===== LISTED ENTRIES =====
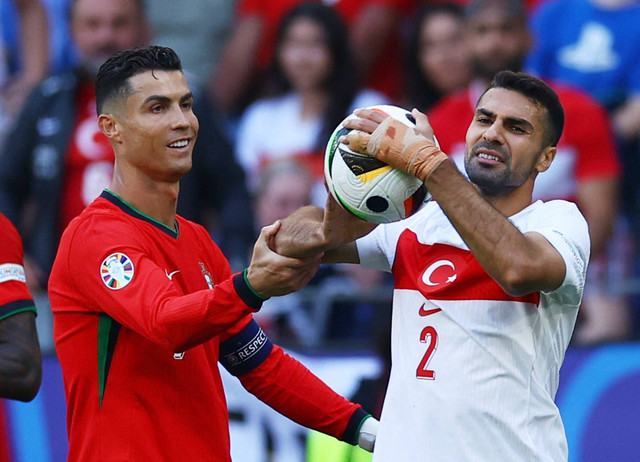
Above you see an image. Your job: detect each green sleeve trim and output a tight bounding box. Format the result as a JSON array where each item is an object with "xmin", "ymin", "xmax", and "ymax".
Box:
[
  {"xmin": 242, "ymin": 268, "xmax": 269, "ymax": 300},
  {"xmin": 0, "ymin": 300, "xmax": 38, "ymax": 321}
]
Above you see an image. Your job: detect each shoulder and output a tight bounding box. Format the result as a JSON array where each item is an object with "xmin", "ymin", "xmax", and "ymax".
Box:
[{"xmin": 60, "ymin": 198, "xmax": 139, "ymax": 252}]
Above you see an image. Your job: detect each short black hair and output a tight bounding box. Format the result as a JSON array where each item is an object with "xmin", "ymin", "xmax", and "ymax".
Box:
[
  {"xmin": 478, "ymin": 71, "xmax": 564, "ymax": 146},
  {"xmin": 96, "ymin": 45, "xmax": 182, "ymax": 115}
]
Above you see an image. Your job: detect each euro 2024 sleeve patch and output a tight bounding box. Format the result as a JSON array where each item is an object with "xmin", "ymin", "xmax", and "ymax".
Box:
[{"xmin": 100, "ymin": 253, "xmax": 135, "ymax": 290}]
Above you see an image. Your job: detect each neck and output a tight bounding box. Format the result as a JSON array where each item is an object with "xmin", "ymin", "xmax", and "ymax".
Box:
[
  {"xmin": 109, "ymin": 172, "xmax": 180, "ymax": 228},
  {"xmin": 476, "ymin": 182, "xmax": 533, "ymax": 217}
]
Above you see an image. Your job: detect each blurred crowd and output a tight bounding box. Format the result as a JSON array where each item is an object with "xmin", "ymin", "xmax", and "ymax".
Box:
[{"xmin": 0, "ymin": 0, "xmax": 640, "ymax": 360}]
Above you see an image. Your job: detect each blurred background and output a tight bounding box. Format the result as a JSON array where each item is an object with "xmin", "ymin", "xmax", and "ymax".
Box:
[{"xmin": 0, "ymin": 0, "xmax": 640, "ymax": 462}]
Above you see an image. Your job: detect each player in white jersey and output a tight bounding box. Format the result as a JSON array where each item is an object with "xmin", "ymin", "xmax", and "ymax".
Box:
[{"xmin": 273, "ymin": 71, "xmax": 590, "ymax": 462}]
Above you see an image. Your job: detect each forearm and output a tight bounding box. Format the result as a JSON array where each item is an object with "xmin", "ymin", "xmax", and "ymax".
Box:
[
  {"xmin": 272, "ymin": 206, "xmax": 329, "ymax": 258},
  {"xmin": 425, "ymin": 160, "xmax": 564, "ymax": 295},
  {"xmin": 0, "ymin": 311, "xmax": 42, "ymax": 401}
]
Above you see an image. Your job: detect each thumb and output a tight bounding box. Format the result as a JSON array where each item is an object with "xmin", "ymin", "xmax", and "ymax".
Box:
[
  {"xmin": 411, "ymin": 108, "xmax": 433, "ymax": 140},
  {"xmin": 347, "ymin": 130, "xmax": 371, "ymax": 155},
  {"xmin": 260, "ymin": 220, "xmax": 282, "ymax": 242}
]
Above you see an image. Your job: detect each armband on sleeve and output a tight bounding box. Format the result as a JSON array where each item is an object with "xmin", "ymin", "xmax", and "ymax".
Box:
[{"xmin": 220, "ymin": 319, "xmax": 273, "ymax": 376}]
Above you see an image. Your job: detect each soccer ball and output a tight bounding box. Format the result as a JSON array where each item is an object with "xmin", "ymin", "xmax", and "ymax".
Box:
[{"xmin": 324, "ymin": 105, "xmax": 428, "ymax": 223}]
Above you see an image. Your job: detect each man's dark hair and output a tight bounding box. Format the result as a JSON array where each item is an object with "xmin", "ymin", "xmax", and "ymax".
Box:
[
  {"xmin": 96, "ymin": 45, "xmax": 182, "ymax": 115},
  {"xmin": 478, "ymin": 71, "xmax": 564, "ymax": 146}
]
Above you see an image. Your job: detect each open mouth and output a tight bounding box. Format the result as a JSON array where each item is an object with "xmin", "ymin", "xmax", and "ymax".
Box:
[
  {"xmin": 477, "ymin": 152, "xmax": 504, "ymax": 163},
  {"xmin": 169, "ymin": 140, "xmax": 189, "ymax": 149}
]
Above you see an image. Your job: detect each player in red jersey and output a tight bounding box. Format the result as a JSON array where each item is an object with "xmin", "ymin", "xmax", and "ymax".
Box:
[
  {"xmin": 49, "ymin": 46, "xmax": 377, "ymax": 461},
  {"xmin": 0, "ymin": 214, "xmax": 42, "ymax": 401}
]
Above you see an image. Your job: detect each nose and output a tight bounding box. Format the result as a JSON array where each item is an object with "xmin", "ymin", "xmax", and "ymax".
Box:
[
  {"xmin": 172, "ymin": 105, "xmax": 192, "ymax": 129},
  {"xmin": 482, "ymin": 121, "xmax": 503, "ymax": 144}
]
=====
*TASK STATEMENT*
Can you reproduce all of the records above word for word, leaving the pictures out?

*RESPONSE TO THIS TASK*
Above you see an image. Your job: detect each green sleeve trim and output a tight bounding box. Format the result as a JSON array where each item is an object with "xmin", "ymin", "xmax", and "ymax".
Box:
[
  {"xmin": 242, "ymin": 268, "xmax": 269, "ymax": 300},
  {"xmin": 0, "ymin": 300, "xmax": 38, "ymax": 321}
]
Above you see an image. Your job: detect each shoulder and output a tight bounding box. Format the result as a JSON array where each item is an object with "xmin", "ymin", "xmax", and "ymax".
Box:
[{"xmin": 60, "ymin": 198, "xmax": 139, "ymax": 252}]
Above you see an image. Your job: detect each short black hair and output a tight bounding box. Format the result as a JSON array where each item is an object with "xmin", "ymin", "xmax", and "ymax".
Box:
[
  {"xmin": 478, "ymin": 71, "xmax": 564, "ymax": 146},
  {"xmin": 96, "ymin": 45, "xmax": 182, "ymax": 115}
]
Above you see an image. Your job: detect each euro 2024 sleeve patch and output a tight bounding box. Format the result as a JSON array where each item is an object with "xmin", "ymin", "xmax", and "ymax".
Box:
[{"xmin": 100, "ymin": 253, "xmax": 135, "ymax": 290}]
Above you see an image. Your job: detect each neck and output a tight bounding box. Format the result as a JSON array where each item is an object with "xmin", "ymin", "xmax", and "ymax".
Box:
[
  {"xmin": 109, "ymin": 172, "xmax": 180, "ymax": 228},
  {"xmin": 476, "ymin": 182, "xmax": 533, "ymax": 217}
]
Above you see an image. Your job: detect each blurred crowd and output a tight bounding box. Format the result as a JSON array where each item is an object with "xmin", "ymin", "xmax", and "ymax".
Box:
[{"xmin": 0, "ymin": 0, "xmax": 640, "ymax": 360}]
Above you see an image. Your job: detect each blurred background and output a tight bounding box. Format the result as a JSON array where each item is an object with "xmin", "ymin", "xmax", and "ymax".
Box:
[{"xmin": 0, "ymin": 0, "xmax": 640, "ymax": 462}]
Above you see an image. Your job: detect each player in white jersey and output a tight bounding box. Format the result as a JSON array where each item is an object with "xmin", "ymin", "xmax", and "ymax".
Box:
[{"xmin": 273, "ymin": 71, "xmax": 590, "ymax": 462}]
Above you see an image. Your job: detect each forearm and output a tight bounding box. Format the result as a JSON array where each item is an object with "xmin", "ymin", "xmax", and "ymax".
Box:
[
  {"xmin": 272, "ymin": 206, "xmax": 329, "ymax": 258},
  {"xmin": 425, "ymin": 160, "xmax": 564, "ymax": 295},
  {"xmin": 0, "ymin": 311, "xmax": 42, "ymax": 401}
]
Above you see an image. Your job: detect each thumb and output a tight bounding box. Format the result as a JSON array where each item is an object with "xmin", "ymin", "xmax", and "ymax".
Box:
[
  {"xmin": 411, "ymin": 108, "xmax": 433, "ymax": 140},
  {"xmin": 347, "ymin": 130, "xmax": 371, "ymax": 155},
  {"xmin": 260, "ymin": 220, "xmax": 282, "ymax": 242}
]
Above you see an image. Your job: detect each armband on sleeve and output a tight bounding box. Format the result as a JSON array where each item is an object with "xmin", "ymin", "xmax", and "ymax".
Box:
[{"xmin": 220, "ymin": 319, "xmax": 273, "ymax": 376}]
Above you see an image. Your job: detect each soccer ball and output a tight bounding box. Format the result as a JSON array where each item is an object with "xmin", "ymin", "xmax", and "ymax".
Box:
[{"xmin": 324, "ymin": 105, "xmax": 428, "ymax": 223}]
Above you see an image. Your job: detect each man's dark hair and output a tight bounding box. Format the result as a JSON array where each item is an object with "xmin", "ymin", "xmax", and "ymax".
Box:
[
  {"xmin": 96, "ymin": 45, "xmax": 182, "ymax": 115},
  {"xmin": 478, "ymin": 71, "xmax": 564, "ymax": 146}
]
Above you see an image. Your job: detect each open mouth and output a tight bounding box. Format the result as a JSON array where each item is an object with "xmin", "ymin", "xmax", and "ymax".
Box:
[
  {"xmin": 477, "ymin": 152, "xmax": 504, "ymax": 163},
  {"xmin": 169, "ymin": 140, "xmax": 189, "ymax": 149}
]
Above you see an image. Your job: detect each player in red jersey and output a tight bounding box. Format the result as a JSON array where each item is an object with "xmin", "ymin", "xmax", and "ymax".
Box:
[
  {"xmin": 49, "ymin": 46, "xmax": 377, "ymax": 461},
  {"xmin": 0, "ymin": 214, "xmax": 42, "ymax": 401}
]
Above you see an image. Your job: detect each nose and output a tight bounding box. Format the result as a JSON array where each item is an object with "xmin", "ymin", "xmax", and "ymax".
Box:
[
  {"xmin": 172, "ymin": 105, "xmax": 192, "ymax": 129},
  {"xmin": 482, "ymin": 121, "xmax": 503, "ymax": 144}
]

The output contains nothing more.